» **TASK GOAL**
Copy out, word for word, the part of the entries below that opens with the line containing "Study the drawing above and tell me where the city" and closes with the line containing "[80,535,121,564]", including both of those lines. Omit the pictures from your copy.

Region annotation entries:
┌──
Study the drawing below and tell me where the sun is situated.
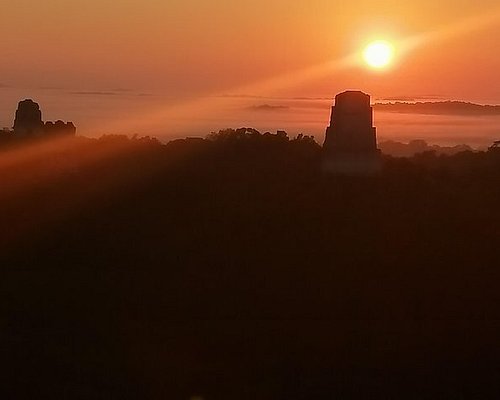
[363,40,394,69]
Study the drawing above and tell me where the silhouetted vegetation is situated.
[0,128,500,399]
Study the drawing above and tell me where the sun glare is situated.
[363,40,394,69]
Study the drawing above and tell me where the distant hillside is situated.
[373,101,500,116]
[378,140,473,157]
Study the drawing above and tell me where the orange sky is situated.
[0,0,500,145]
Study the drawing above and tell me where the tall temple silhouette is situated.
[323,91,381,175]
[14,99,76,137]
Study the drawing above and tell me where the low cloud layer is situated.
[373,101,500,117]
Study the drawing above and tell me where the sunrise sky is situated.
[0,0,500,145]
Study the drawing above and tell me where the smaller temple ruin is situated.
[323,91,381,175]
[13,99,76,138]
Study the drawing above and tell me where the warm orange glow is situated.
[363,40,394,69]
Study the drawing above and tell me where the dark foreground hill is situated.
[0,130,500,399]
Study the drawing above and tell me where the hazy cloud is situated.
[247,104,290,111]
[373,101,500,117]
[71,91,120,96]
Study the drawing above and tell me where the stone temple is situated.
[323,91,381,175]
[14,99,76,137]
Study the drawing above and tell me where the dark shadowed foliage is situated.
[0,128,500,399]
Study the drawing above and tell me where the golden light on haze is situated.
[363,40,394,69]
[0,0,500,145]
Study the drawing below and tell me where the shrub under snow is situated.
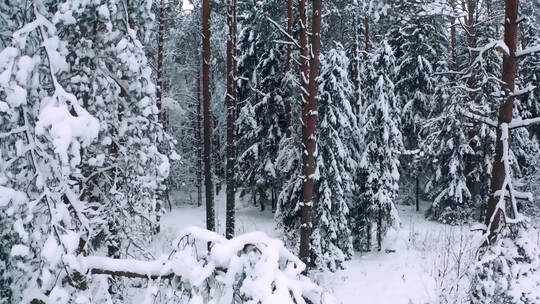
[79,227,334,304]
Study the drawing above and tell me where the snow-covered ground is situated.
[160,191,476,304]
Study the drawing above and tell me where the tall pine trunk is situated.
[195,56,203,207]
[486,0,518,242]
[285,0,293,134]
[450,0,457,71]
[225,0,236,239]
[202,0,216,231]
[364,17,369,52]
[351,14,360,122]
[300,0,322,265]
[465,0,478,200]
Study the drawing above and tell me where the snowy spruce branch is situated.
[79,227,334,304]
[485,123,532,239]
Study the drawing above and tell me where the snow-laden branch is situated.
[485,123,532,239]
[508,117,540,130]
[79,227,334,304]
[266,17,302,50]
[516,45,540,58]
[469,40,510,66]
[461,111,497,128]
[512,85,536,96]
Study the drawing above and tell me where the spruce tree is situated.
[359,41,403,250]
[312,44,358,271]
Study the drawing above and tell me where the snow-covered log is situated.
[79,227,333,304]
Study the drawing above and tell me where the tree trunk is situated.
[465,0,477,204]
[486,0,518,242]
[212,115,219,195]
[225,0,236,239]
[285,0,293,134]
[156,0,165,116]
[257,187,266,212]
[195,56,203,207]
[351,14,360,122]
[416,173,420,212]
[377,205,383,251]
[300,0,322,265]
[450,0,457,71]
[202,0,216,231]
[364,17,369,52]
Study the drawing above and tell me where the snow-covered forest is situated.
[0,0,540,304]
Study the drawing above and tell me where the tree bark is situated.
[156,0,165,117]
[299,0,322,265]
[285,0,293,133]
[351,14,360,122]
[225,0,236,239]
[364,17,369,52]
[416,172,420,212]
[465,0,477,204]
[486,0,518,242]
[202,0,216,231]
[195,56,203,207]
[450,0,457,71]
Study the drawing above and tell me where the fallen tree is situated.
[77,227,334,304]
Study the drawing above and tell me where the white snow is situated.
[157,191,481,304]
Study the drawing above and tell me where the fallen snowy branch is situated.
[508,117,540,130]
[266,17,302,49]
[461,111,497,128]
[79,227,333,304]
[484,123,531,240]
[516,45,540,58]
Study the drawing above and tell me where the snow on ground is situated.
[157,191,475,304]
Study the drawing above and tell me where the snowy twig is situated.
[485,123,531,239]
[508,117,540,130]
[516,45,540,58]
[266,17,302,49]
[462,111,497,128]
[79,227,333,304]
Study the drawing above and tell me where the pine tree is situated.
[311,44,358,271]
[356,41,403,250]
[237,1,290,209]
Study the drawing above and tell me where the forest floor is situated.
[158,191,477,304]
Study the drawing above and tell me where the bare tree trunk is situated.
[416,172,420,212]
[285,0,293,133]
[225,0,236,239]
[450,0,457,71]
[364,17,369,52]
[351,14,360,122]
[486,0,518,242]
[195,56,202,207]
[465,0,477,204]
[202,0,216,231]
[156,0,165,116]
[300,0,322,265]
[212,115,219,195]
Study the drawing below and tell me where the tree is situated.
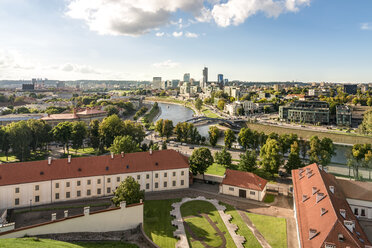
[260,138,283,175]
[71,121,88,150]
[195,98,203,111]
[189,147,213,178]
[214,149,232,169]
[239,150,257,172]
[110,135,140,154]
[52,121,72,154]
[7,121,32,161]
[225,129,236,149]
[284,141,303,174]
[111,176,145,206]
[208,126,220,147]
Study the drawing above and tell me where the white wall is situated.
[0,204,143,238]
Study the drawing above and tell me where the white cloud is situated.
[172,31,183,37]
[152,59,179,69]
[185,32,199,38]
[360,22,372,30]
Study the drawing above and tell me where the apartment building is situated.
[0,150,189,209]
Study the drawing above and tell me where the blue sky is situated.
[0,0,372,82]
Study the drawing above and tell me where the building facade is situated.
[0,150,189,209]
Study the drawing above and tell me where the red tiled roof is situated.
[222,169,267,191]
[0,150,189,186]
[292,164,371,248]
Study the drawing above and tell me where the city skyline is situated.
[0,0,372,83]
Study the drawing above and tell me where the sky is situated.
[0,0,372,83]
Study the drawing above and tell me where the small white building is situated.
[220,169,267,201]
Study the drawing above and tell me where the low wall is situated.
[0,202,143,239]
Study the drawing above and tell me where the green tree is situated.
[71,121,88,150]
[208,126,220,147]
[110,135,140,154]
[260,138,283,175]
[194,98,203,111]
[111,176,145,206]
[239,150,257,172]
[284,141,303,174]
[225,129,236,149]
[7,121,32,161]
[52,121,72,154]
[189,147,213,178]
[214,149,232,169]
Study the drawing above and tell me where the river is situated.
[155,103,351,164]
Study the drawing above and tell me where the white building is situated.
[0,150,189,209]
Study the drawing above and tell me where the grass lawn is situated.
[264,194,275,203]
[246,213,287,248]
[181,201,236,248]
[144,199,179,248]
[220,202,261,248]
[205,163,226,176]
[0,238,138,248]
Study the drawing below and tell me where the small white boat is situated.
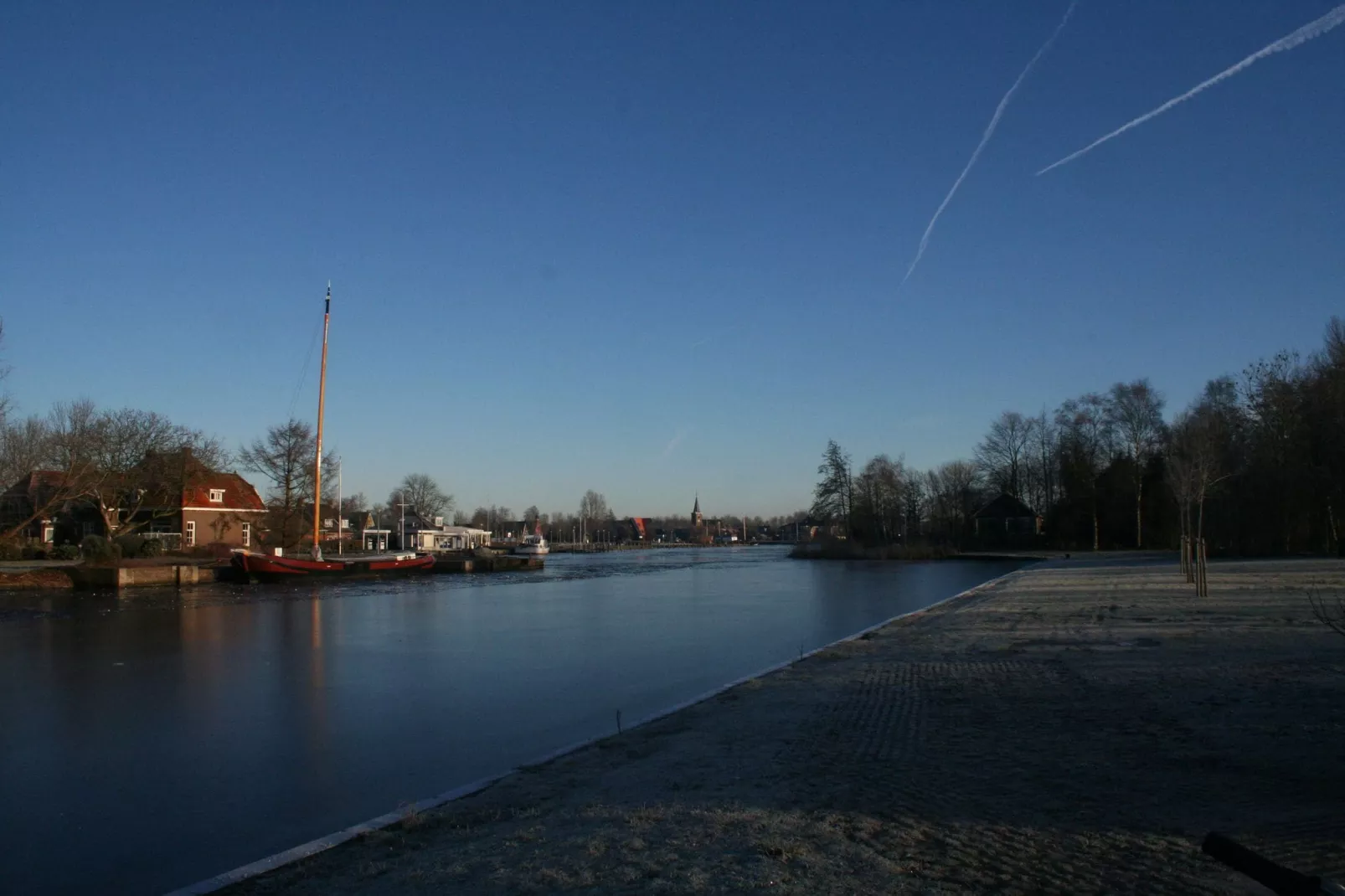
[513,523,551,557]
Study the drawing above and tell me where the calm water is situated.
[0,548,1016,893]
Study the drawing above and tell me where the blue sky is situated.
[0,0,1345,515]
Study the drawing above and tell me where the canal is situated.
[0,548,1019,893]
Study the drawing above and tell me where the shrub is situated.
[80,535,121,564]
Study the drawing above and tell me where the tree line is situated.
[811,317,1345,554]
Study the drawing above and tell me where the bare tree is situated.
[854,455,906,543]
[238,419,337,550]
[812,440,854,537]
[925,460,981,545]
[1107,379,1163,548]
[975,410,1037,497]
[388,474,453,519]
[580,488,610,521]
[1056,393,1114,550]
[47,399,226,538]
[0,417,54,487]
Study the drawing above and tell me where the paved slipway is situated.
[226,559,1345,894]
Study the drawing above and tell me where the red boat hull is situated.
[233,552,435,581]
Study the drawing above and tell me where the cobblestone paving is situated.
[231,561,1345,893]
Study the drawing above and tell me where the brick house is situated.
[0,450,266,548]
[0,470,90,545]
[136,448,266,548]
└──
» **EXERCISE RESULT**
Study the drawing above and tell me where the city skyline is situated.
[0,0,372,83]
Study the drawing above and tell me where the sky is situated.
[0,0,372,83]
Study the drawing above and tell me where the small white building is situated.
[220,169,267,201]
Study the drawing above and tell me where the low wall is situated.
[0,202,143,239]
Study the drawing above and tell me where the green tree is situated.
[71,121,88,150]
[208,126,220,147]
[110,135,140,154]
[260,138,283,175]
[194,98,203,111]
[111,176,145,206]
[239,150,257,172]
[284,141,303,174]
[225,129,236,149]
[7,121,32,161]
[52,121,72,154]
[189,147,213,178]
[214,149,232,169]
Study the drawing above and tell me where the river is situated.
[155,103,351,164]
Study the drawing above and tell me where the white building is situated.
[0,150,189,209]
Study the drawing above and tell me where the grass lawn is situated.
[264,194,275,203]
[246,213,287,248]
[181,201,236,248]
[144,199,179,248]
[220,202,261,248]
[205,163,226,176]
[0,238,138,248]
Study the drawing below and tell me where the small white boat is situated.
[513,523,551,557]
Study the drawing above and tell me where the calm water is situated.
[0,548,1016,893]
Study the drawing above and tell me where the blue sky is situated.
[0,0,1345,515]
Study the drawing above and tell me where the canal is situated.
[0,548,1019,893]
Study the drawing above and tell me where the shrub is situated.
[80,535,121,564]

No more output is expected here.